<<<<
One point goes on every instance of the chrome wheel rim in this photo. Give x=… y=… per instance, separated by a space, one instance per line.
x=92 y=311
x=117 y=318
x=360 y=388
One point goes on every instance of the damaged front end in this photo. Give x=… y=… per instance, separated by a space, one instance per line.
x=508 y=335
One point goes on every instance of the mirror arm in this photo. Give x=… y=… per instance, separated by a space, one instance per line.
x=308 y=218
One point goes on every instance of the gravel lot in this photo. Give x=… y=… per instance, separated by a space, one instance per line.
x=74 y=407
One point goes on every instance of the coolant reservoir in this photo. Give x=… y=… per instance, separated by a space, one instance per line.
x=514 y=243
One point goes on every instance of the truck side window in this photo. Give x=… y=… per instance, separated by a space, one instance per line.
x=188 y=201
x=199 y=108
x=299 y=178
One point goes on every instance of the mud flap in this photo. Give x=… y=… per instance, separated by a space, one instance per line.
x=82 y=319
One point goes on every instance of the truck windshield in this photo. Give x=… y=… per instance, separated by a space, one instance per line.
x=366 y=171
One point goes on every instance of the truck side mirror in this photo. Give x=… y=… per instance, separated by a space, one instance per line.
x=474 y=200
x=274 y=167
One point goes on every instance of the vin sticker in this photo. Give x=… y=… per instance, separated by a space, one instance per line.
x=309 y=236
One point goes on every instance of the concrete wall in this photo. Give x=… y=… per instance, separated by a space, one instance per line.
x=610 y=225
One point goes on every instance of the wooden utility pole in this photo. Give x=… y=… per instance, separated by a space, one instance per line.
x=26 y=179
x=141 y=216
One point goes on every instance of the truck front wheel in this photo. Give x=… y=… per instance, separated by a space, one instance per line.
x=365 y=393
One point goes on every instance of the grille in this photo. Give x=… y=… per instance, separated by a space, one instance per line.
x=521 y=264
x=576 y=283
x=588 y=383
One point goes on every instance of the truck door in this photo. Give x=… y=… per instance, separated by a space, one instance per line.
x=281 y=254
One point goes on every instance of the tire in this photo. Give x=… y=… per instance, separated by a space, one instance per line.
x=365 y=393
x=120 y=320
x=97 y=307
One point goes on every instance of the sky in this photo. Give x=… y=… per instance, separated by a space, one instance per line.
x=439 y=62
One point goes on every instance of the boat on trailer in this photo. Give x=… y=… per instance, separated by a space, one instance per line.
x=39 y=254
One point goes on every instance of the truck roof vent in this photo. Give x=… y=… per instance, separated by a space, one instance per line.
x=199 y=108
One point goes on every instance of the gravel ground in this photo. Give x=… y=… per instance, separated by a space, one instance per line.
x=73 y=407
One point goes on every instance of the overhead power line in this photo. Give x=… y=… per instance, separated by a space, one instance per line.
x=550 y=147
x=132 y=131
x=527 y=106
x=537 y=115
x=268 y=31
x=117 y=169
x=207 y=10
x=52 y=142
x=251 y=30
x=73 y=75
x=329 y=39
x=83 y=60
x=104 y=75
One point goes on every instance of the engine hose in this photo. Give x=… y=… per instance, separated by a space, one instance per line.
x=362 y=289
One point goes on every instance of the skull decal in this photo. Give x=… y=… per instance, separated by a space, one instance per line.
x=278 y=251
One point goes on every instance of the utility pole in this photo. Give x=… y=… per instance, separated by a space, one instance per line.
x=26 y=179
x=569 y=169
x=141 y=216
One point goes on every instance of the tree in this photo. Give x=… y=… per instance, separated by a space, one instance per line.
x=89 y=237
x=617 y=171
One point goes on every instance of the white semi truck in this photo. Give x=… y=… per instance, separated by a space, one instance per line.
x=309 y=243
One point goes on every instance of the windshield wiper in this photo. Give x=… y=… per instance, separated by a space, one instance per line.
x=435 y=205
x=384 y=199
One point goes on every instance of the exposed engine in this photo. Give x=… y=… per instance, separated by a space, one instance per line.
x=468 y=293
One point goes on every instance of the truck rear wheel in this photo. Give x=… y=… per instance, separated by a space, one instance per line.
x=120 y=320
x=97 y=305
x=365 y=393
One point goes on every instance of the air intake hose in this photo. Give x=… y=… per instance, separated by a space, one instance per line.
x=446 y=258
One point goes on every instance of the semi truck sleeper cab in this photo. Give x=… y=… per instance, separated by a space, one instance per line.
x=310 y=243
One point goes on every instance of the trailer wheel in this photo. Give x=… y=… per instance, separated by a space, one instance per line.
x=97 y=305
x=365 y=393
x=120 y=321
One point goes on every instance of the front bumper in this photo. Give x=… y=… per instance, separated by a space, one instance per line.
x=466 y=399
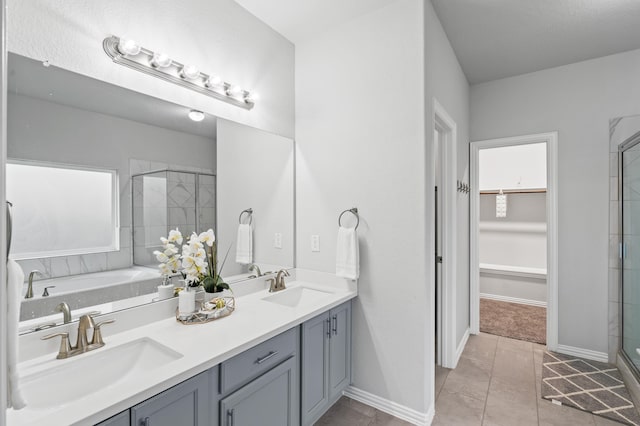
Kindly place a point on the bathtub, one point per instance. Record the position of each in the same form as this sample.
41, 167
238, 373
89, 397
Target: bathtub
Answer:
89, 290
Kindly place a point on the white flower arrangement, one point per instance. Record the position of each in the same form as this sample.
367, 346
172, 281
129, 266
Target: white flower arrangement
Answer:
198, 263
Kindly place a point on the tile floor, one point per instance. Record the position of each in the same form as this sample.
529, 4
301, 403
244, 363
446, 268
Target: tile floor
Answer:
496, 383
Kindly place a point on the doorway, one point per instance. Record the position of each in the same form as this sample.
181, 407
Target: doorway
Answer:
549, 143
443, 245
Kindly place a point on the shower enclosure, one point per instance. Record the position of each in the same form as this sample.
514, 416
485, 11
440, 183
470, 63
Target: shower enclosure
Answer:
167, 199
629, 196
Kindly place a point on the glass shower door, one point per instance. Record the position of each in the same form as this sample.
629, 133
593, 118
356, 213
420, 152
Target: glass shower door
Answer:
630, 233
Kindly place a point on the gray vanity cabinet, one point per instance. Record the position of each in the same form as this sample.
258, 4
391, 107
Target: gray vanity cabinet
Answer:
121, 419
326, 361
186, 404
271, 399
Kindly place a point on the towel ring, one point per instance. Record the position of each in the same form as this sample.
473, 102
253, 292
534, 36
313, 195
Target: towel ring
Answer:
249, 212
353, 211
9, 228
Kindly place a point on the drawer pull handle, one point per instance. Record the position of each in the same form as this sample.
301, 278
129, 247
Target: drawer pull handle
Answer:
266, 357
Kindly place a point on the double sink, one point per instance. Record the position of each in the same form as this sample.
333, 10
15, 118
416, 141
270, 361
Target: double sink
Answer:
56, 383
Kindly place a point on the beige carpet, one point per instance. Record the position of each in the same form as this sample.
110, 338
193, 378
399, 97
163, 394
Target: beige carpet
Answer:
522, 322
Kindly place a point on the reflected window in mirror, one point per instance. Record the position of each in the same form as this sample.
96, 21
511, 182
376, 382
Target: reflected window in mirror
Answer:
49, 199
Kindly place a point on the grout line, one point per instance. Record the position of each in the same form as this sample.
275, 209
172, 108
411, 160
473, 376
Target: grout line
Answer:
486, 398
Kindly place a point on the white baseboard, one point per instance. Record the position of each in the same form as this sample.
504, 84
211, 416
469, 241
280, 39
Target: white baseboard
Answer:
461, 346
513, 300
583, 353
400, 411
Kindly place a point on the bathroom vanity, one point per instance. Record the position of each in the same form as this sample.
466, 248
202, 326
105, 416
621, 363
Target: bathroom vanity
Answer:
280, 359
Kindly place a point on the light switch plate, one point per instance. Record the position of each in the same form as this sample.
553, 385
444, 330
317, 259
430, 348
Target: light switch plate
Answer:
315, 243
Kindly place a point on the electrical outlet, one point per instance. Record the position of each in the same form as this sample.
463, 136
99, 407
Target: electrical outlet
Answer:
315, 243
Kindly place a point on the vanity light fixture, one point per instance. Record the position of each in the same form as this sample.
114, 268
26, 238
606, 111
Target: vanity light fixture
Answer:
196, 115
131, 54
160, 60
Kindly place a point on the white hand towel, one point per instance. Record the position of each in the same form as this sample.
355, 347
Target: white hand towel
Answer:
244, 245
347, 254
15, 279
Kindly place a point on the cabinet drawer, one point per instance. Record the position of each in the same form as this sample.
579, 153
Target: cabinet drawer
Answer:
248, 365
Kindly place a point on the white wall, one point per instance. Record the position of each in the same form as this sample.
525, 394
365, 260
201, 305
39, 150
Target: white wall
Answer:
362, 120
219, 36
513, 167
358, 145
255, 170
445, 81
576, 100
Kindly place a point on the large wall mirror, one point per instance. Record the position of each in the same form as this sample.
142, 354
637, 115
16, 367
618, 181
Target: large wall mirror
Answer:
97, 160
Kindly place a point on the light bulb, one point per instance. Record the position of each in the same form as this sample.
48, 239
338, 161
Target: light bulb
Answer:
160, 60
189, 72
251, 97
128, 47
196, 115
235, 91
213, 81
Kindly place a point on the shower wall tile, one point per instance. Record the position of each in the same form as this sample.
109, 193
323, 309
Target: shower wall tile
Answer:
614, 288
42, 265
613, 164
614, 312
613, 217
125, 237
119, 259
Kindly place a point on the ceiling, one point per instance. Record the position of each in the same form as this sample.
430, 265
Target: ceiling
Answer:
298, 20
492, 39
501, 38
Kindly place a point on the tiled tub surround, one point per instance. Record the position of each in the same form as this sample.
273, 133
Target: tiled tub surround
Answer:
167, 200
80, 291
202, 346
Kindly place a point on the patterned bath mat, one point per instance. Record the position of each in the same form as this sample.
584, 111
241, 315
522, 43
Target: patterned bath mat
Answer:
590, 386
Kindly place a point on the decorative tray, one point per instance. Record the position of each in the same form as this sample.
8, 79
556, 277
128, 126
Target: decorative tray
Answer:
216, 308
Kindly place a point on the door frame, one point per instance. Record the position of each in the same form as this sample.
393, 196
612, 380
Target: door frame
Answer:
551, 140
443, 123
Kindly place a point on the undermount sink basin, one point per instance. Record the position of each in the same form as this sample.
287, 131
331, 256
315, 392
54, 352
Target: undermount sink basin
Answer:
84, 374
297, 296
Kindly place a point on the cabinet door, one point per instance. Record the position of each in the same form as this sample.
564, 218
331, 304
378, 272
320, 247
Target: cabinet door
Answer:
186, 404
315, 364
340, 350
121, 419
271, 399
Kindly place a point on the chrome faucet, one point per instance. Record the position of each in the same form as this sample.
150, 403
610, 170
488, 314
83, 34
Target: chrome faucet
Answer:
82, 344
66, 312
277, 283
29, 294
85, 323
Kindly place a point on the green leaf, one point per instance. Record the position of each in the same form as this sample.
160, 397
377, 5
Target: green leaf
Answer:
209, 284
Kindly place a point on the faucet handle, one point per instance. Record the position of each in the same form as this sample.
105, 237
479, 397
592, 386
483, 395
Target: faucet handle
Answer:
272, 284
65, 346
97, 332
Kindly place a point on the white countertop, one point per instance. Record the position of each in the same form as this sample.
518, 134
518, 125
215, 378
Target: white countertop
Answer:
202, 347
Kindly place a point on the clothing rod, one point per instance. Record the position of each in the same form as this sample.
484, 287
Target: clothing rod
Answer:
515, 191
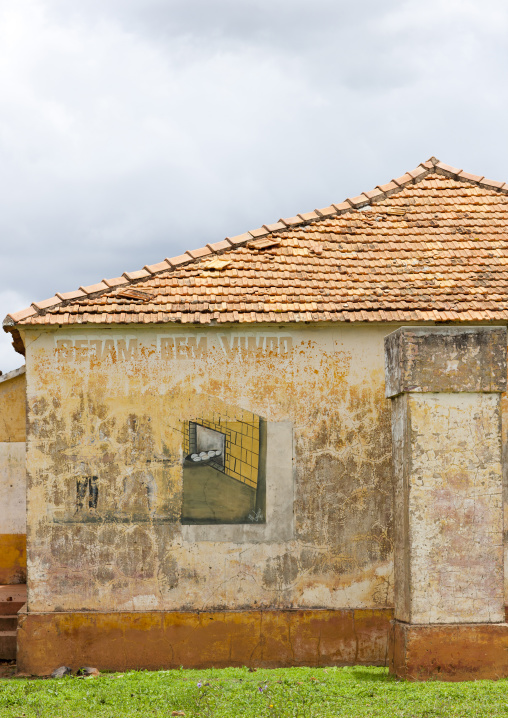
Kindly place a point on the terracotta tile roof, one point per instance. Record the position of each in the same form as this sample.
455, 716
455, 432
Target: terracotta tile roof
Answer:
431, 245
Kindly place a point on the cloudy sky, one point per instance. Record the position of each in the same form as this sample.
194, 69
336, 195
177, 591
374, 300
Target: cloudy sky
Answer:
131, 130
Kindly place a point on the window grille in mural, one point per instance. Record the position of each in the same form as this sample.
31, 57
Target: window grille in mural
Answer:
224, 469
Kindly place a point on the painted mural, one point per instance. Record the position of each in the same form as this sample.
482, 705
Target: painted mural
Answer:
224, 469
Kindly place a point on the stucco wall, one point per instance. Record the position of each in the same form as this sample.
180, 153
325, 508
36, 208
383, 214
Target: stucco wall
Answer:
12, 409
12, 479
108, 407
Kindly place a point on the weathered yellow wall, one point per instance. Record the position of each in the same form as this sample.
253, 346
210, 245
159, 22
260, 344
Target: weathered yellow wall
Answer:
110, 403
13, 409
12, 480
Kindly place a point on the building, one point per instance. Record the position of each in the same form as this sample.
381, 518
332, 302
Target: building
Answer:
212, 451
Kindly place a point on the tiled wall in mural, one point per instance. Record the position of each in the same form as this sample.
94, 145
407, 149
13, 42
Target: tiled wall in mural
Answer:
223, 471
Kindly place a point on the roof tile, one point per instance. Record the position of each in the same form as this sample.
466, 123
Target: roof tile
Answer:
434, 247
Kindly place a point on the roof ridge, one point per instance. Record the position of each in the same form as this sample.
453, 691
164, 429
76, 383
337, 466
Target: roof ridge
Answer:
379, 193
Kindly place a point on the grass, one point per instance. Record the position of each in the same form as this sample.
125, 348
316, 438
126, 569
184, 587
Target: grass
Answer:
239, 693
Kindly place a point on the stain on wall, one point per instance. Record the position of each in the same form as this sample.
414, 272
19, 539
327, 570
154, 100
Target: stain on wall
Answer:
110, 404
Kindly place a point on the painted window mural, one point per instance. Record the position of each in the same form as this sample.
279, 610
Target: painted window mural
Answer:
224, 469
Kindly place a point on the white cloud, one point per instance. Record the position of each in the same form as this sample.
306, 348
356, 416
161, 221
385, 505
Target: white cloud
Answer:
131, 130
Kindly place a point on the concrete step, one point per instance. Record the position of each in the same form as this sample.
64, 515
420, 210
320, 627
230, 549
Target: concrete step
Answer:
12, 598
7, 645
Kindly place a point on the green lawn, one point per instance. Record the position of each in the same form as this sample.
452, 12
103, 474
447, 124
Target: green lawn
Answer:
236, 692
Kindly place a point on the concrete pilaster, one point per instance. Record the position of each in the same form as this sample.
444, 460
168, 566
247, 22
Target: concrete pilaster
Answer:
445, 385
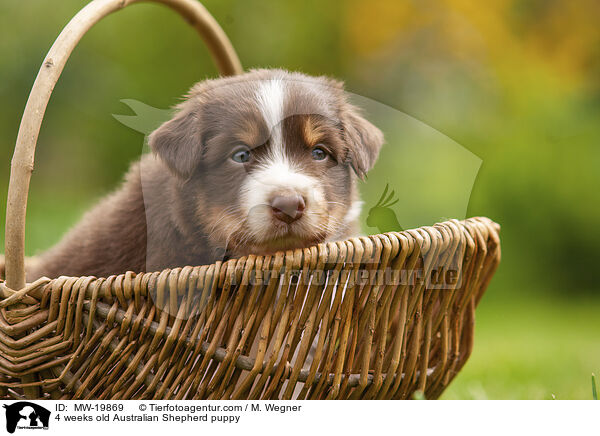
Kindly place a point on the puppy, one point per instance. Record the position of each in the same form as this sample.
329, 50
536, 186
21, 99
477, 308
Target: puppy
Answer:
256, 163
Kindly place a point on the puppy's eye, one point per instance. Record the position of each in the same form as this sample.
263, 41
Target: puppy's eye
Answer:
241, 155
319, 153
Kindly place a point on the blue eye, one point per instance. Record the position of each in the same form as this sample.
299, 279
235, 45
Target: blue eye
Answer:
241, 156
319, 153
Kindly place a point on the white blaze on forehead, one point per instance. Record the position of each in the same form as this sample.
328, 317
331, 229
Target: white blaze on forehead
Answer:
270, 99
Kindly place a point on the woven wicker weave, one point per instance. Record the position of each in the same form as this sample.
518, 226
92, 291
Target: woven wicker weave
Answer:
115, 338
363, 318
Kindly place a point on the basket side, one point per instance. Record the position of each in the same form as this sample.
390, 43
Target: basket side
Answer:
301, 324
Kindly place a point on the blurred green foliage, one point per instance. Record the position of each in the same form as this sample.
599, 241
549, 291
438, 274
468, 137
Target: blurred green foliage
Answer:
515, 83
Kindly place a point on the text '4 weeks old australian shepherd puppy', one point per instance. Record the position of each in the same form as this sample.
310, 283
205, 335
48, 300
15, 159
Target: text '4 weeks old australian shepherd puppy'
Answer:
256, 163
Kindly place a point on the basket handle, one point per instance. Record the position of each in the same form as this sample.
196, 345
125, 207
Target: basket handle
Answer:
22, 162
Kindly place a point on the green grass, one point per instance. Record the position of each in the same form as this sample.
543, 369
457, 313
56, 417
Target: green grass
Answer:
531, 347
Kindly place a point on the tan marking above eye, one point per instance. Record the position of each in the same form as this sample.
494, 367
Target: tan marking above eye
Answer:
313, 132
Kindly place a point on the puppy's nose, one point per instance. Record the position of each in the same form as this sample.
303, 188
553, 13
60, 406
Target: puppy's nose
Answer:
288, 208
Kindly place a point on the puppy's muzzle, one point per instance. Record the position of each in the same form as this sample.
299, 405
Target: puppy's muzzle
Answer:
288, 208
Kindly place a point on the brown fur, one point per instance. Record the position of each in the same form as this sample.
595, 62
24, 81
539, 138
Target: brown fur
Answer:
173, 207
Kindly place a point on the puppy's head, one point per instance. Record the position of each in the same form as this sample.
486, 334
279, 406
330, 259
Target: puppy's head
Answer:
268, 160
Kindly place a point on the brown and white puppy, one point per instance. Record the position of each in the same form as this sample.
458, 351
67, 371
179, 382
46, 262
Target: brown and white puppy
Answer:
264, 161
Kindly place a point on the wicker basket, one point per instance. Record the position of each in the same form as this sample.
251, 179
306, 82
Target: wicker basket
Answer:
364, 318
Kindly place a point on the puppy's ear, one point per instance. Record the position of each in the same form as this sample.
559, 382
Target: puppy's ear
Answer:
178, 142
363, 139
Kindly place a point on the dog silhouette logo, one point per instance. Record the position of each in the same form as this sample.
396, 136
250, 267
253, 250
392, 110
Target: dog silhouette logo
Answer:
24, 414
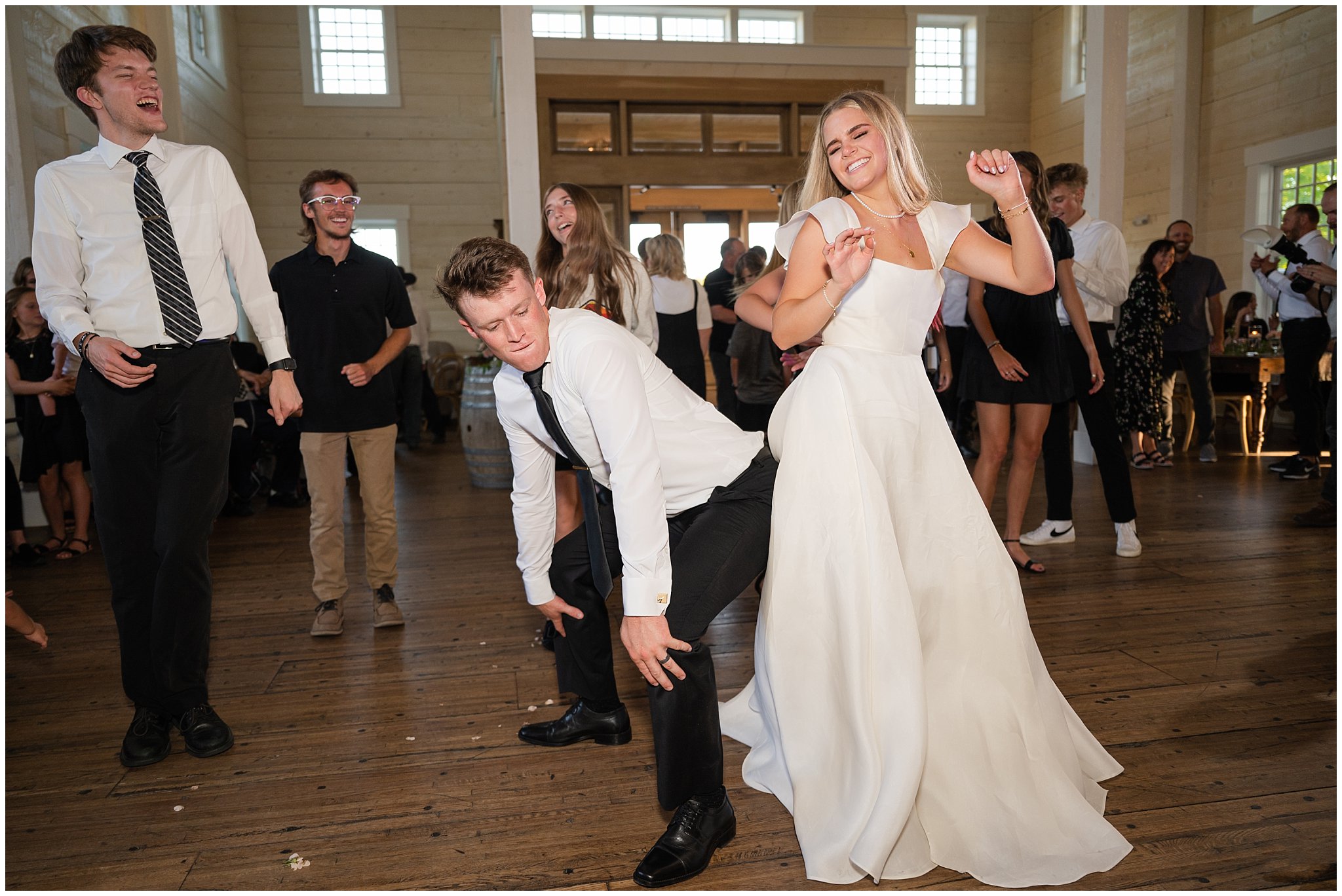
>>>>
Task. Would you filter the records and copy each line that contains the word "outlet"?

Answer box.
Kindly place a point on the electrical outlet, one point per instance. Record the position of each in the same form as this sample.
Target: electrical outlet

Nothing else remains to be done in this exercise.